● **Prompt**:
Reproduce the lines of the items below, switching every occurrence of "black jacket" to "gray coat" and leaving everything else unchanged. Omit the pictures from your answer.

● **Records**:
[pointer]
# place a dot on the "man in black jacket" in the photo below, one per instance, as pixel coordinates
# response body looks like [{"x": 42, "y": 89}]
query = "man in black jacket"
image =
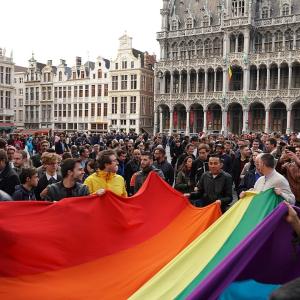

● **Reply**:
[pointer]
# place a dot on the "man in gray coat" in the photo below, one per instance, as pixel coordinates
# response body looks like [{"x": 42, "y": 89}]
query = "man in gray coat"
image =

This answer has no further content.